Set task: In the article on Blythe Elementary's Field to Fork program, why did interested teachers have to submit essays? Answer in one to three sentences.
===== Selected excerpt =====
Blythe Elementary School has been chosen to take part in “Field to Fork,” a pilot-program to teach nutrition education to students at Charlotte-Mecklenburg Schools.
“We’re going to teach the whole school about nutrition,” Blythe Elementary first-grade teacher Mary Raymond told her class Thursday, Jan. 6. Her class was one of ten chosen to participate in the Fuel Pizza Café’s program this spring.
In order to be considered for the program, interested teachers had to submit essays explaining the ways in which they would incorporate the Field to Fork goals into their curriculum.
In her essay, Raymond outlined plans, including lessons on nutrition, science projects, a reading list and the ways in which her students would share information with their families and fellow students.
“She definitely had a very extensive plan for how she wanted to do it,” Program Nutritionist Allison Mignery said, “from getting the students to work in the garden, to supplementing their learning with reading, and teaching them how to cook.”
As part of the program, Blythe will partner with Fuel Pizza in Davidson and will cultivate a vegetable garden at the school.
===== Records shown =====
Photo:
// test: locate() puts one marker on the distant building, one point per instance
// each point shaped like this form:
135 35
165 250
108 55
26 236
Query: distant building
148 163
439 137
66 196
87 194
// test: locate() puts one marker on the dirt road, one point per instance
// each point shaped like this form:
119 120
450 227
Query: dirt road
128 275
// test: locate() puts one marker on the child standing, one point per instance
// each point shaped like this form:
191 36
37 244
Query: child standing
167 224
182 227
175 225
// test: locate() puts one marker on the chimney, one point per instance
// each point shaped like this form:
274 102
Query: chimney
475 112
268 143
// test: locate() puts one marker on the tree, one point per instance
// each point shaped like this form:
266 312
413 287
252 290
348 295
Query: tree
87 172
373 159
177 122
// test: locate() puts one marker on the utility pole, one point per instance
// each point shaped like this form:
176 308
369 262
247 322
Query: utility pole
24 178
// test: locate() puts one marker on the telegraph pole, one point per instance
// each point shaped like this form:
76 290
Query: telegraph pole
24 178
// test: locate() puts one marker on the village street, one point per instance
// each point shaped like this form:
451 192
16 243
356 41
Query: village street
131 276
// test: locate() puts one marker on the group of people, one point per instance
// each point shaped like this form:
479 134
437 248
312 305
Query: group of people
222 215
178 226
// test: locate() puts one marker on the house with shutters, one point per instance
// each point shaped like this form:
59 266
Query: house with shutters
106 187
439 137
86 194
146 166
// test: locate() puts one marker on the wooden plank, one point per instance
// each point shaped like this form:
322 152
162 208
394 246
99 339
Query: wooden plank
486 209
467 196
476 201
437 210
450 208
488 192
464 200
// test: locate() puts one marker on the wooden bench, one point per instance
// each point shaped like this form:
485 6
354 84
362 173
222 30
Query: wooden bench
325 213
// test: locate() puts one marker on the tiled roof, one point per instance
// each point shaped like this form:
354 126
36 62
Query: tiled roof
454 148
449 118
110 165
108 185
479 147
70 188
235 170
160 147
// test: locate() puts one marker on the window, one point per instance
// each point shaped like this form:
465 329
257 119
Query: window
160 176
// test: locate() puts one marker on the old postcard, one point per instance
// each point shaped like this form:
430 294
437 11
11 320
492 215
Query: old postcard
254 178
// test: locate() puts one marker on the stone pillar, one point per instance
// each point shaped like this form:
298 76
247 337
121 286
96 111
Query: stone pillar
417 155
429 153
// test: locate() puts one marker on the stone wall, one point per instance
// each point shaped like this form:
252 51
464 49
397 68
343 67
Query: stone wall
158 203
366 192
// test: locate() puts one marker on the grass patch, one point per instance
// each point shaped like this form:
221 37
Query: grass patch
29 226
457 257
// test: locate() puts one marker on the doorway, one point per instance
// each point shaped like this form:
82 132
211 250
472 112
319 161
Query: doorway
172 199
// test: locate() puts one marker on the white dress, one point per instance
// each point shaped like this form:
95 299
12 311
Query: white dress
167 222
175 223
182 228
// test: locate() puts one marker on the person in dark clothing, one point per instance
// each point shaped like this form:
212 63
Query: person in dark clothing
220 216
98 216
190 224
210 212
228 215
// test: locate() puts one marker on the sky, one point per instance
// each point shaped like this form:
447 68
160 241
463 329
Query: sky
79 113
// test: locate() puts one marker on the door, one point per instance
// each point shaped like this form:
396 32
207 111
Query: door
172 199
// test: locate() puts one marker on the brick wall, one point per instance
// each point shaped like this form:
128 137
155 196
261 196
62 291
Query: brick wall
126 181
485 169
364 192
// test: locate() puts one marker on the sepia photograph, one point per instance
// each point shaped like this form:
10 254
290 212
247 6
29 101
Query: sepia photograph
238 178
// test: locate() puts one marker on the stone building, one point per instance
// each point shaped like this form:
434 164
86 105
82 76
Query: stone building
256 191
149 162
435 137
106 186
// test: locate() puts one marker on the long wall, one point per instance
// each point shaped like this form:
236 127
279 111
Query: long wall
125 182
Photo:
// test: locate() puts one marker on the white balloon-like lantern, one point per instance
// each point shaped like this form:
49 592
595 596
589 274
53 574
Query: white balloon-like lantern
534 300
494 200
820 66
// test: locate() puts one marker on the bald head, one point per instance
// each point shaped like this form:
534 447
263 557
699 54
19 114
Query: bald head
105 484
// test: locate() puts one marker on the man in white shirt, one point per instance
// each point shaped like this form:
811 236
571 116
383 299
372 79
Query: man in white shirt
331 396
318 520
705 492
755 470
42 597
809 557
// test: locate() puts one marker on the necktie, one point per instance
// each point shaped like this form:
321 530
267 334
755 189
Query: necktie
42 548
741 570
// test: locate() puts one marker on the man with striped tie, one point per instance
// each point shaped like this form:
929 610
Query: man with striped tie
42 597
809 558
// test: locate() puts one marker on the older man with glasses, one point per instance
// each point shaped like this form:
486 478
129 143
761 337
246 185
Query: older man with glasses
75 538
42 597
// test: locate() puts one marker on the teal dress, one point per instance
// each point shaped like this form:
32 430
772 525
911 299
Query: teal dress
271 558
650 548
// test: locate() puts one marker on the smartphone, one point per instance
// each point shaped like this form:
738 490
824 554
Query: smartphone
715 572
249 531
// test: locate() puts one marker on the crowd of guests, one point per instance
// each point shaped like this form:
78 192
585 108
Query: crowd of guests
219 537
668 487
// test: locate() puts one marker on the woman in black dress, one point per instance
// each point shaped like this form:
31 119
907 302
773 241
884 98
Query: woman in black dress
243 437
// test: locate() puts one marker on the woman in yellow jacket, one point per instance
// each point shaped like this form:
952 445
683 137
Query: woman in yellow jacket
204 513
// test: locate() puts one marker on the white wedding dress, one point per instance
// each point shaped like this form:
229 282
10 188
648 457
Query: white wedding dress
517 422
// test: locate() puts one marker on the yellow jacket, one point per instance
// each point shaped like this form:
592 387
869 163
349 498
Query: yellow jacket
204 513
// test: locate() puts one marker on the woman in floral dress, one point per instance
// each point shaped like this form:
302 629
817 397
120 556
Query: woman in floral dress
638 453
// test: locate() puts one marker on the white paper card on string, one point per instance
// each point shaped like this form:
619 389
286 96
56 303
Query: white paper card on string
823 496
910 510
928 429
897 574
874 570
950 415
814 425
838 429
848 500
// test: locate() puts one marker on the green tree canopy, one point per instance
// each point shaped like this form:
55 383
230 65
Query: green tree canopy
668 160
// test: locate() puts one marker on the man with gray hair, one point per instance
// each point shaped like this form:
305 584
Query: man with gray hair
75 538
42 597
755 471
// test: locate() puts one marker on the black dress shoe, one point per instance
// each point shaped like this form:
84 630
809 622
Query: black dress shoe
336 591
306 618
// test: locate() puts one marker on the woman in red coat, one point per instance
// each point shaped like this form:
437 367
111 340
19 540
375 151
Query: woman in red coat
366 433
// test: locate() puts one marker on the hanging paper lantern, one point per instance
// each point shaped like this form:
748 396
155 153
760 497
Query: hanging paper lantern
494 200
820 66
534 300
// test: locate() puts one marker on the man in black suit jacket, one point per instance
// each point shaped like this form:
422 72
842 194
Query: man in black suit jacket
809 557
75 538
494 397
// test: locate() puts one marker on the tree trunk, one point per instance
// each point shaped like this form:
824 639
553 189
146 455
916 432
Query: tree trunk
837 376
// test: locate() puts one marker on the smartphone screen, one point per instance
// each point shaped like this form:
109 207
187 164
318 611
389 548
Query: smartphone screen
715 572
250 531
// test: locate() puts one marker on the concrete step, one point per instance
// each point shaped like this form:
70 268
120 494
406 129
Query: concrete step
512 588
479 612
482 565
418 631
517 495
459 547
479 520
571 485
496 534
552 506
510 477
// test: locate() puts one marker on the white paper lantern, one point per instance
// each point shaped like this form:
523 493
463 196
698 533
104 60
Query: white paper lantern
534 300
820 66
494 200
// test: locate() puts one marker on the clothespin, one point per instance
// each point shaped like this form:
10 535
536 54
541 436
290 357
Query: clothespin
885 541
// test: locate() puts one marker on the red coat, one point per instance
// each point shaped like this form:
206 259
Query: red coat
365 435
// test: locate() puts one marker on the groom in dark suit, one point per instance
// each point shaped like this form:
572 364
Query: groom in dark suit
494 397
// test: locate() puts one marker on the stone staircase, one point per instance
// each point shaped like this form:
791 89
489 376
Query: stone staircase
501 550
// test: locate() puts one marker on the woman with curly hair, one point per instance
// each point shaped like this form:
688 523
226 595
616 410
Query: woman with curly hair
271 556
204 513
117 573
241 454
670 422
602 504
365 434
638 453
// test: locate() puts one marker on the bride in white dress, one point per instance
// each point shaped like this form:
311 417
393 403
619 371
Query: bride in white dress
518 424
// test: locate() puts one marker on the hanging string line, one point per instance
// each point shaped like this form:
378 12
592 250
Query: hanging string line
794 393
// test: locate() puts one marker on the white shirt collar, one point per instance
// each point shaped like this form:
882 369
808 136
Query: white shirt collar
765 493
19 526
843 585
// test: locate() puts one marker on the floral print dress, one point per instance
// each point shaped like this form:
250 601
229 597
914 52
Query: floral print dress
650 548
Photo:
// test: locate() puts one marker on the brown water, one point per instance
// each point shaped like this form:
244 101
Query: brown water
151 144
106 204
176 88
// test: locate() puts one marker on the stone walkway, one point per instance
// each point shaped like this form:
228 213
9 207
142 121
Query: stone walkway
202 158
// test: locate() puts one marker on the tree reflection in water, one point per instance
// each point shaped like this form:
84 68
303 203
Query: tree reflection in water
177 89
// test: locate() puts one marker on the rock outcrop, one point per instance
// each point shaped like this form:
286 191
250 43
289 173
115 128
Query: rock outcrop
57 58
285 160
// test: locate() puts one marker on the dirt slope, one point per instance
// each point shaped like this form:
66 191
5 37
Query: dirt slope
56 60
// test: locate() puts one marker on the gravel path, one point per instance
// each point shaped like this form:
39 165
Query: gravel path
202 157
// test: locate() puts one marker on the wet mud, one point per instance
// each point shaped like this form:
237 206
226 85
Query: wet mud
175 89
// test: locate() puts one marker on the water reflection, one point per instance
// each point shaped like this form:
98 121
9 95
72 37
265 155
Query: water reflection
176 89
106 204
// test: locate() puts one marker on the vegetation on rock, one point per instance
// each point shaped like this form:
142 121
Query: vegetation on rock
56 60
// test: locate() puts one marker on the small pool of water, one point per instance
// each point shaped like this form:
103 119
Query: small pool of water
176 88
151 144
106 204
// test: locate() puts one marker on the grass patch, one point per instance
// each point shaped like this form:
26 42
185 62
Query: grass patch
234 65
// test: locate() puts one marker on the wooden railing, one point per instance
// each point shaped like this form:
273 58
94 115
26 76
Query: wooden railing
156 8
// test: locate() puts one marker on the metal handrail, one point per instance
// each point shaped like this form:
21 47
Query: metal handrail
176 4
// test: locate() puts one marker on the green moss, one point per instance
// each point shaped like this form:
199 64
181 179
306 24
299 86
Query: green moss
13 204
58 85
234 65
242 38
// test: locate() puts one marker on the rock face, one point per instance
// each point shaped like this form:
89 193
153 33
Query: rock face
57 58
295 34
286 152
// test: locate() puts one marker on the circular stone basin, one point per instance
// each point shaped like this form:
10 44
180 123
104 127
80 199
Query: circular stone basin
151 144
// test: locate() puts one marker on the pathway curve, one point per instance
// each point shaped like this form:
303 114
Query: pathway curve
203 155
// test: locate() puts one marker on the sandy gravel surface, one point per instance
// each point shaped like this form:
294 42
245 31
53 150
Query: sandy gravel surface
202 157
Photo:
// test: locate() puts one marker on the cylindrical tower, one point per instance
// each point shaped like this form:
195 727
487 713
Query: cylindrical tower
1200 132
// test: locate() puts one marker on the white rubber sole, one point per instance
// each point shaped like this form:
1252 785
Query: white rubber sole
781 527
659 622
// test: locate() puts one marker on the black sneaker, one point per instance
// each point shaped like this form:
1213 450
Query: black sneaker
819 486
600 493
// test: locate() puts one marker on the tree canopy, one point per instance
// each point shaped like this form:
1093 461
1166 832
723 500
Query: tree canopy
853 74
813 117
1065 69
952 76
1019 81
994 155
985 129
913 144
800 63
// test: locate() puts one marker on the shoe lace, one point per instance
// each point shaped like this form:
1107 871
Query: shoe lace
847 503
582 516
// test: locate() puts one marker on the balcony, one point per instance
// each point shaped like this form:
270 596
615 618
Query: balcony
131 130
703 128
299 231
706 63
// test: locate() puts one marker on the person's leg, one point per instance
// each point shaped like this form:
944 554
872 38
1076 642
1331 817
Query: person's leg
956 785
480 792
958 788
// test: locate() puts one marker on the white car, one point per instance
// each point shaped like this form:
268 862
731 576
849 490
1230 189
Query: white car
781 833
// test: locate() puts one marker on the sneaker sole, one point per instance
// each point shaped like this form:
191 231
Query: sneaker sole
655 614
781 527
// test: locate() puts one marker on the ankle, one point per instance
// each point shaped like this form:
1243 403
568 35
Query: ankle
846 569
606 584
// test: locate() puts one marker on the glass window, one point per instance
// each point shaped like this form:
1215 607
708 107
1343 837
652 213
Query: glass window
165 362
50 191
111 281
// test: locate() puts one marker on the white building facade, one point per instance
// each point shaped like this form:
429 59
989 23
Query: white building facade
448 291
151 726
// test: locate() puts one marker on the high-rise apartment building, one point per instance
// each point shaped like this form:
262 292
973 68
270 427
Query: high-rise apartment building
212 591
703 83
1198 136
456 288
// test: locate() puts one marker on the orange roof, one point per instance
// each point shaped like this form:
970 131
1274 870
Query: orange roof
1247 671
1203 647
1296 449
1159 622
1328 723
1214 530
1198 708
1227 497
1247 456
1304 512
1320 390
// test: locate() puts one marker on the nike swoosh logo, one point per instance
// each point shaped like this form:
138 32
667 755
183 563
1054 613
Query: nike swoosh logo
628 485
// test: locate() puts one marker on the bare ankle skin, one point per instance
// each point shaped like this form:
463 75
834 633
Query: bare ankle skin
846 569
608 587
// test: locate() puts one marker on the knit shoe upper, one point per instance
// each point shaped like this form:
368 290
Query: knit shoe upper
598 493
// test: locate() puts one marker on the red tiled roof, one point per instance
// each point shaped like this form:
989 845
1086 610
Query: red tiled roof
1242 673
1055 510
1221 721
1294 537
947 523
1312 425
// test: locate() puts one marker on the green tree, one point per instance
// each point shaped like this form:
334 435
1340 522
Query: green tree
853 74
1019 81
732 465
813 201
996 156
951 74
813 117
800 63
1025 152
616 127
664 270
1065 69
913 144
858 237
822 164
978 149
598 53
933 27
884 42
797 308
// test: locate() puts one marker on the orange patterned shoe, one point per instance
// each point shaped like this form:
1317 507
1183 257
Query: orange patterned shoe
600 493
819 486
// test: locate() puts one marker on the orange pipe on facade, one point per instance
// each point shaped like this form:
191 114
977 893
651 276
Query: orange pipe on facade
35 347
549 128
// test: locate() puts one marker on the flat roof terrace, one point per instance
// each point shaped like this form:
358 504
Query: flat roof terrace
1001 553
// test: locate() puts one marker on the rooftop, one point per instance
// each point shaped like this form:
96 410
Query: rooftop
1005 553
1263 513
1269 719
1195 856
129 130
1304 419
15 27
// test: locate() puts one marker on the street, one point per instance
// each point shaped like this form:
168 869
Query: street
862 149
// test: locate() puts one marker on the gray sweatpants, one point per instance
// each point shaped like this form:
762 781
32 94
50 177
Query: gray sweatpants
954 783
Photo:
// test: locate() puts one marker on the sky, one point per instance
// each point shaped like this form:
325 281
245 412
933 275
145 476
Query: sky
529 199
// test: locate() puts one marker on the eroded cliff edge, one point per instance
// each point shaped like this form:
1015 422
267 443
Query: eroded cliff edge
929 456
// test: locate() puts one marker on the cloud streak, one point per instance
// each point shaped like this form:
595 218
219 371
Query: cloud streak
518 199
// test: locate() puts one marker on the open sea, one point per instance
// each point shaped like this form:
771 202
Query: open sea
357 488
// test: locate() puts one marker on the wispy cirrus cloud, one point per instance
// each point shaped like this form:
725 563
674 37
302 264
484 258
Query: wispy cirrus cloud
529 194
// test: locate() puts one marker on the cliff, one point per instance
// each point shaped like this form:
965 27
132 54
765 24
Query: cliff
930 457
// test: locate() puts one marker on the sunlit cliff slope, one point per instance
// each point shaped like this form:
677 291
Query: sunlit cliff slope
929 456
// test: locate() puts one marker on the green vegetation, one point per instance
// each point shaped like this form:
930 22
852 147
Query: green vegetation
=====
Correct result: Teachers had to submit essays in order to be considered for the Field to Fork program. The essays explained how they would incorporate the program's goals into their curriculum.